• [Exercise data]
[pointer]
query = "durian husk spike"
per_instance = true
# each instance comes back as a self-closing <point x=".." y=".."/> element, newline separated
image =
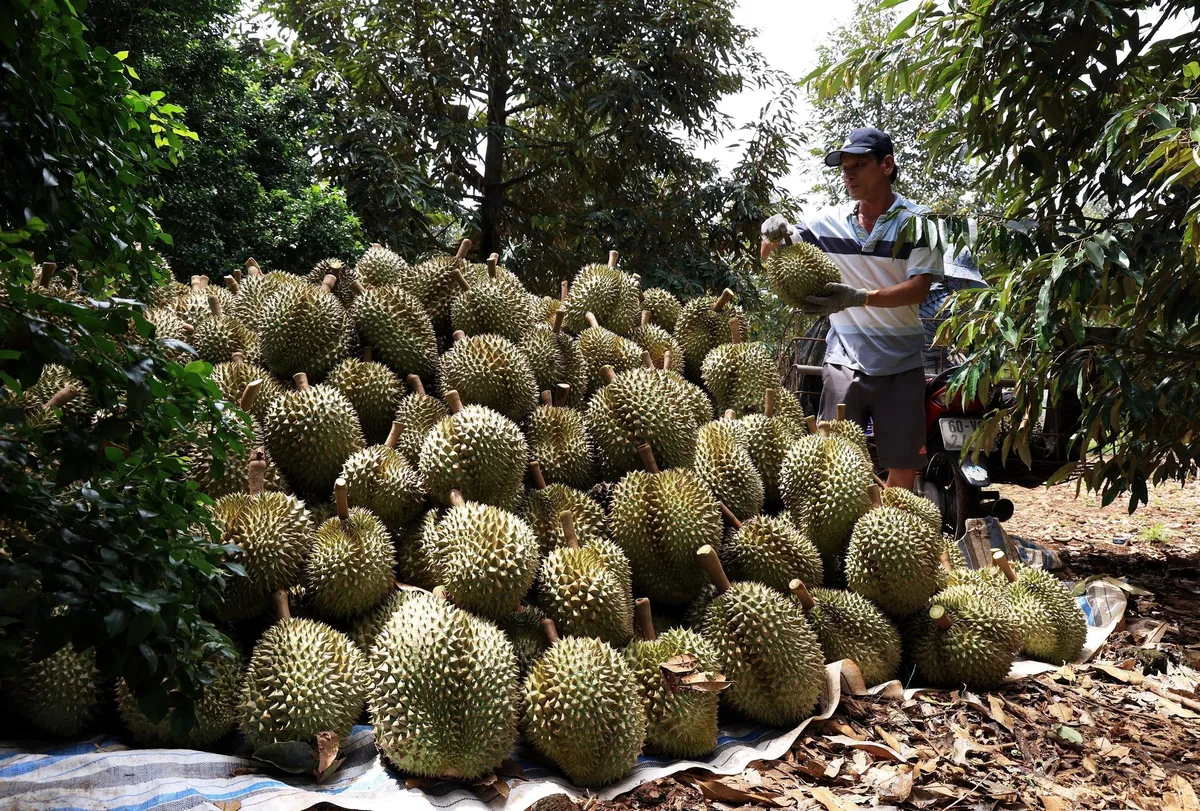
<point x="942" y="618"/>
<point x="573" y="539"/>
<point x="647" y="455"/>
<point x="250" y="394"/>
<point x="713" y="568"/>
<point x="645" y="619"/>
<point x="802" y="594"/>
...
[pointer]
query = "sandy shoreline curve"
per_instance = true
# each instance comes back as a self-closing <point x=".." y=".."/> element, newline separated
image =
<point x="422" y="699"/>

• [Written problem] How many lines in the records contain the word "query"? Reply with the number only.

• [Worked solution] 2